India joined a growing list of countries on Monday to seal off access to people who have been to the UK, suspending all flights to and from the country between December 23 and December 31 in order to stop the arrival of a new strain of the coronavirus Sars-Cov-2 feared to spread faster.
All passengers who arrive from the UK on December 21 and 22 will be asked to take an RT-PCR test for Covid-19 at the airport, with only those who test negative be allowed to go home, where they will need to isolate for seven days. Anyone who tests positive will be taken to institutional quarantine or to a medical facility if their health requires, the government announced.
The move came hours after an emergency meeting of the Union health ministry’s joint monitoring group (JMG), which reviewed information from the UK where authorities on Saturday released details of B.1.1.7, a new strain of the coronavirus with an unusually high number of changes.
After receiving the expert group’s opinion, the civil aviation ministry announced suspension of flights to and from UK.
“Considering the prevailing situation in UK. Government of India has decided that all flights originating from UK to India shall be temporarily suspended till 31st December 2020 (23.59 hours). This suspension to start w.e.f. 23.59 hours, 22nd December 2020,” the ministry said in a statement, which was reiterated separately by minister Hardeep Singh Puri.
“As a measure of abundant precaution, passengers arriving from UK in all transit flights (flights that have taken off or flights which are reaching India before 22nd Dec at 23.59 hrs) should be subject to mandatory RT-PCR test on arrival at the airports concerned,” it added.
“It is just a precautionary measure. This strain has not been found in India,” said Union health secretary Rajesh Bhushan.
A second top official, too, said genomic sequencing has not found such a variant in India.
“We have not found anything related to the UK strain so far in any of our samples. Be it in our laboratory in National Institute of Virology (NIV) in Pune or any other laboratories across the country doing genome sequencing, there is no evidence of this mutation in our samples,” said Dr Samiran Panda, head, epidemiology and communicable diseases, Indian Council of Medical Research (ICMR).

⁂

**What is needed:** Please sum up the news report on India's flight suspension in two sentences. The entries that come next are separate material, unrelated to the news report on India's flight suspension.

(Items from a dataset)
⁂

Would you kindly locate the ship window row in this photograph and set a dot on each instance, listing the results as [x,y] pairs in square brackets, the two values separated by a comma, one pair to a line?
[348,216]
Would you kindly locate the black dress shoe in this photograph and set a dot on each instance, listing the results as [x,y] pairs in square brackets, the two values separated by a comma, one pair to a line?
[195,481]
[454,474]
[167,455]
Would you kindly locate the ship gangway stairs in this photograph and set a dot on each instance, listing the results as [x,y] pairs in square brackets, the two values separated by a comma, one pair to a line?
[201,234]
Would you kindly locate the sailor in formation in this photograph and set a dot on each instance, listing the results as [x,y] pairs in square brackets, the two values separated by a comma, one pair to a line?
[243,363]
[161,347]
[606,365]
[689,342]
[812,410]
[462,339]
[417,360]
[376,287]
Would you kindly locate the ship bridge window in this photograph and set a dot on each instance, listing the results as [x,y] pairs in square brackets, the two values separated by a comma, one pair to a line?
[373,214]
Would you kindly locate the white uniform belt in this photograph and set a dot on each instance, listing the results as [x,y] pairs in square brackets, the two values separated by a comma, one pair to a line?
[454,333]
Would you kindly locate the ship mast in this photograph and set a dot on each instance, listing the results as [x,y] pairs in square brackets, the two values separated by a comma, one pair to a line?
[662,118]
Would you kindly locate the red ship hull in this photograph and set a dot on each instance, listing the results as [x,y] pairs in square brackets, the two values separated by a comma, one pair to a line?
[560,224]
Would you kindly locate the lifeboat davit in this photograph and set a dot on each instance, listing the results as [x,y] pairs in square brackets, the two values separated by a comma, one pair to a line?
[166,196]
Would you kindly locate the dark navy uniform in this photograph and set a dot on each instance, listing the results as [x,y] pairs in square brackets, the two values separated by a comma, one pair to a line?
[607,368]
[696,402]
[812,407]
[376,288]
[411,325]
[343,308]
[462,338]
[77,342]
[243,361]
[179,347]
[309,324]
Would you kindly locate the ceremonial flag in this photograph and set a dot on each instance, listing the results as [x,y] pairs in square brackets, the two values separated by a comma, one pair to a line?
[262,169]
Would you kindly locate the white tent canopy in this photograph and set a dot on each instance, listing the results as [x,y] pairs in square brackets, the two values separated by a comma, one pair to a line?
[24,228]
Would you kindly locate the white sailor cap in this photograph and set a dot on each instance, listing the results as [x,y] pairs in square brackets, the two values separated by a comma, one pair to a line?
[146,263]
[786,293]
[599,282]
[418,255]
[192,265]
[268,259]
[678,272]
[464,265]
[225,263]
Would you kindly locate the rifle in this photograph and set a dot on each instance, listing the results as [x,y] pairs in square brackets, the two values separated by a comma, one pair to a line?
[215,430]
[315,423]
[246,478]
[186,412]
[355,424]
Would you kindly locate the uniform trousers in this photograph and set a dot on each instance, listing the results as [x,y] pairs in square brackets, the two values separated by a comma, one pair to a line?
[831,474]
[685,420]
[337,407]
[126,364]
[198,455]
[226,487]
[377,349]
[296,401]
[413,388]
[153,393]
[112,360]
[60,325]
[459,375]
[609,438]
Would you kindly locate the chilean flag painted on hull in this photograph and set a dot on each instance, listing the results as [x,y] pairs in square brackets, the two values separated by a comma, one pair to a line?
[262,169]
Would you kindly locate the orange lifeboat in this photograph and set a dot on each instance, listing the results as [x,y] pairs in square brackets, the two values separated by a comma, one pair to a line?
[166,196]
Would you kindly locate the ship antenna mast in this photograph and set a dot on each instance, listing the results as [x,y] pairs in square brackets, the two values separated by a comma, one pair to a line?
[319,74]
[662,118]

⁂

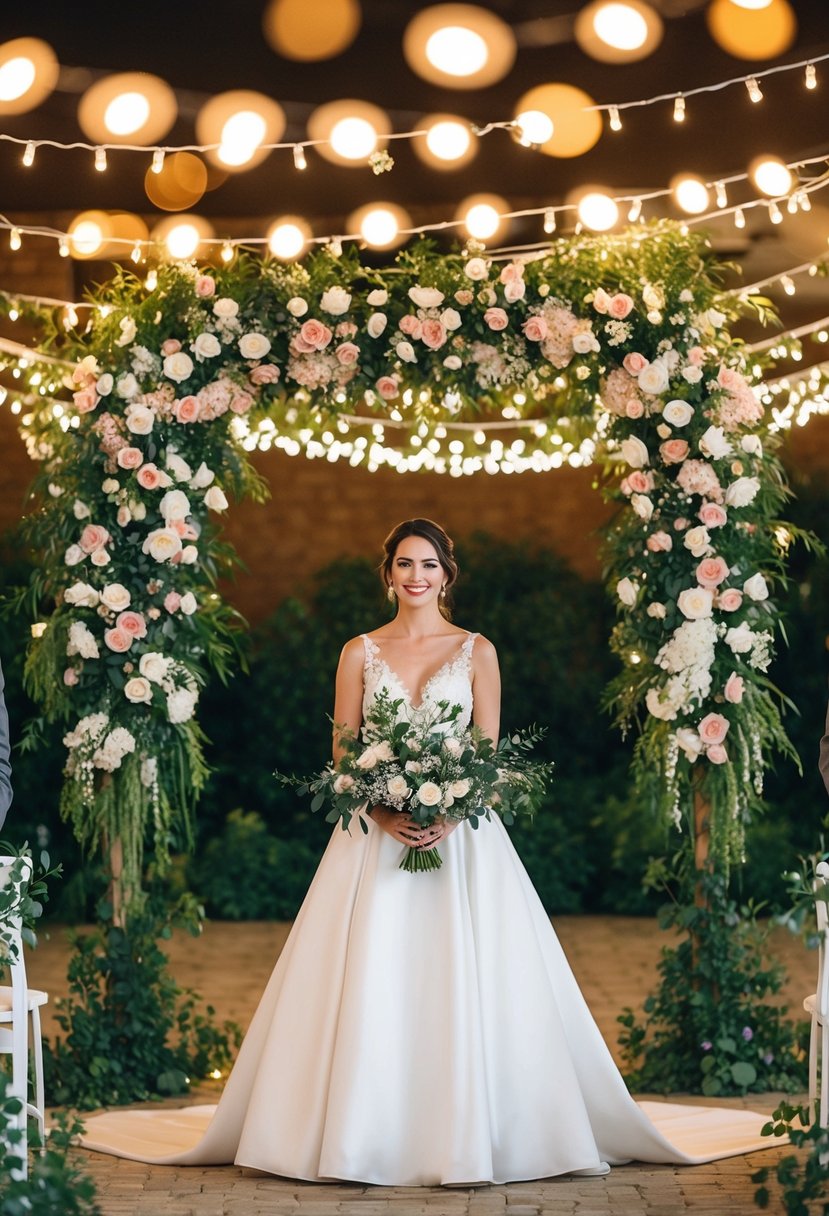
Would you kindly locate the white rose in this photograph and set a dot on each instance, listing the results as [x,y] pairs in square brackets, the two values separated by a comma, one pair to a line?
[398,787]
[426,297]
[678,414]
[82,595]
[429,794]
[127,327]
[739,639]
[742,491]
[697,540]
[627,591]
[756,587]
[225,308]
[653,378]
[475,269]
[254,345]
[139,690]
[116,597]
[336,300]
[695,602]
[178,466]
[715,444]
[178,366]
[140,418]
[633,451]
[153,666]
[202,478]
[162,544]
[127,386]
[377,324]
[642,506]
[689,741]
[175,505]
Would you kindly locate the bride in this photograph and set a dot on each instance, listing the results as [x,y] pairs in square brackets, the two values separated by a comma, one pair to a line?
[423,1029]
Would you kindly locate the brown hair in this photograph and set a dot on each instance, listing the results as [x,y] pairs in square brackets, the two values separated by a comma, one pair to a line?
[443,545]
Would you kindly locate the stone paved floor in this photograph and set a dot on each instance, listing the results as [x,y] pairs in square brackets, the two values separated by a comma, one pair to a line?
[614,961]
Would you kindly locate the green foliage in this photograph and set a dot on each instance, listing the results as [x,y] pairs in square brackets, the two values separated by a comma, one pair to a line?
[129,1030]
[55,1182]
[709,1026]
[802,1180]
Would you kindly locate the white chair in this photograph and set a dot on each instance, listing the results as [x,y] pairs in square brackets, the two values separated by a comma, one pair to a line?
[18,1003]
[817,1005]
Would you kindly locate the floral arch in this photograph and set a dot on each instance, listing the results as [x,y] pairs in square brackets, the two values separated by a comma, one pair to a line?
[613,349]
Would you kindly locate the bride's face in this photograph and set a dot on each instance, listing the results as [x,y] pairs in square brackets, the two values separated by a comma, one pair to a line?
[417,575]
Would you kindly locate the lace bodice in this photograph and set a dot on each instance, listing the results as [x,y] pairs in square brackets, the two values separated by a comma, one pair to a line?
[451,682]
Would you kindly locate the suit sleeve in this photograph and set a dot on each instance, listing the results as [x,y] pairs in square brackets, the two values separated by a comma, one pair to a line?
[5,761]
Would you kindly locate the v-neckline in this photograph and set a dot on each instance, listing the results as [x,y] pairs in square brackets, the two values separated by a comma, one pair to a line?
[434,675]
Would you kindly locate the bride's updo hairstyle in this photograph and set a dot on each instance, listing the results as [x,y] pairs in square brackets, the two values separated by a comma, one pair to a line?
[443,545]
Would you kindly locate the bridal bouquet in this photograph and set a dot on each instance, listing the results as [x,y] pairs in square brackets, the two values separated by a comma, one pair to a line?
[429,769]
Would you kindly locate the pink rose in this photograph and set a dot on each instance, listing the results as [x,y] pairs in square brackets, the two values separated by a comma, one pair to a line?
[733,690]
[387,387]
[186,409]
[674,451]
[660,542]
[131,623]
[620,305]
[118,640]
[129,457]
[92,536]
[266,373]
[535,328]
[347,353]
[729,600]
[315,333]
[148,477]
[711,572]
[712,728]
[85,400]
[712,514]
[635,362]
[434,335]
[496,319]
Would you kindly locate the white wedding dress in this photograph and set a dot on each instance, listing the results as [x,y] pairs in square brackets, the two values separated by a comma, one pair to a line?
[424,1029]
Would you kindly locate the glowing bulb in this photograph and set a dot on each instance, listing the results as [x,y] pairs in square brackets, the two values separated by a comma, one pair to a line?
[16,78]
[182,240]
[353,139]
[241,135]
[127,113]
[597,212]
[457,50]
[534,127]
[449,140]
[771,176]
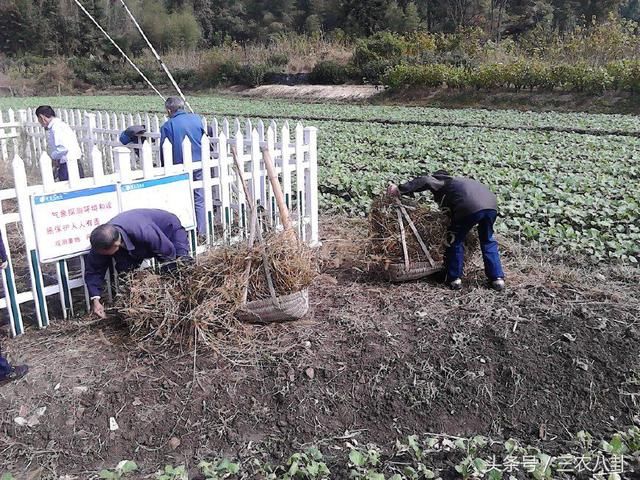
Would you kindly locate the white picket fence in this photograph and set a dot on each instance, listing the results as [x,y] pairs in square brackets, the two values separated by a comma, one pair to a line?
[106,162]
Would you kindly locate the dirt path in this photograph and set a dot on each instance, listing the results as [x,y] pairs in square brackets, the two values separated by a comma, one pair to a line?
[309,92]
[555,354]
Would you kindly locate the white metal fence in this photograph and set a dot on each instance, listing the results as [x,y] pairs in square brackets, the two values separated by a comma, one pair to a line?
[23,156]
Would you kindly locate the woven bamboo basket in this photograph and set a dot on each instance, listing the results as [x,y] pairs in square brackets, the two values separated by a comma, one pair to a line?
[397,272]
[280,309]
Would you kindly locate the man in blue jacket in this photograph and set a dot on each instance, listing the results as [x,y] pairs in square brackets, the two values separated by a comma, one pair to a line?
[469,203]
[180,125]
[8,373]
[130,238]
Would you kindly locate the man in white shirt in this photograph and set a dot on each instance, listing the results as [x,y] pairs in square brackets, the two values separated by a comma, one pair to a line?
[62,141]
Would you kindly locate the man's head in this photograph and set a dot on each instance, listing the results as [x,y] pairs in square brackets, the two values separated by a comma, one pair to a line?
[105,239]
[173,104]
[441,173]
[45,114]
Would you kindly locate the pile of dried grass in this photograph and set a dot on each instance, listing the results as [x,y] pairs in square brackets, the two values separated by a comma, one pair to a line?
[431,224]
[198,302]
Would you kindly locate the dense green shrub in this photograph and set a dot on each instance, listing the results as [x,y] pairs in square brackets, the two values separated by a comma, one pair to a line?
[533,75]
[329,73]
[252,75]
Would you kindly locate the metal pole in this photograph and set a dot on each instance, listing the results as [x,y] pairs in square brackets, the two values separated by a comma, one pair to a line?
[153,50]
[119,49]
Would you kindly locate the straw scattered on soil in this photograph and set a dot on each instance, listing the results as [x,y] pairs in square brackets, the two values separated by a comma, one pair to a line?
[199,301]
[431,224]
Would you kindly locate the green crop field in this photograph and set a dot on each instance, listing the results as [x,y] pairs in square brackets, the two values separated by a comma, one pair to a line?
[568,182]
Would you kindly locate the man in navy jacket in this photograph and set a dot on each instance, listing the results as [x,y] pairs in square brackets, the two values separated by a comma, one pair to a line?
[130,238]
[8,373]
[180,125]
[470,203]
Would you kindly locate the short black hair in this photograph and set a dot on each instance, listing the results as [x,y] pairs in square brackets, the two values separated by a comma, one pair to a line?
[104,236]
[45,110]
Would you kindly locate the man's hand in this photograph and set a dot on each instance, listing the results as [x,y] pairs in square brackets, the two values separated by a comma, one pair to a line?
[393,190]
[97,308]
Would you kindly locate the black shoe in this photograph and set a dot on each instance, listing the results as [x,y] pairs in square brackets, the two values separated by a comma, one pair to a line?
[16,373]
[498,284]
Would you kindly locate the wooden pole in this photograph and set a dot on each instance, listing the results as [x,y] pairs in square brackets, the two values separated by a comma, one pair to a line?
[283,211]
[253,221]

⁂

**Solution to this task:** India suspended all flights to and from the UK from December 23 to December 31 to stop the arrival of a new coronavirus strain feared to spread faster, a decision the civil aviation ministry announced after an emergency meeting of the Union health ministry's joint monitoring group. Passengers arriving from the UK on December 21 and 22 must take an RT-PCR test at the airport, and officials said the strain has not been found in India.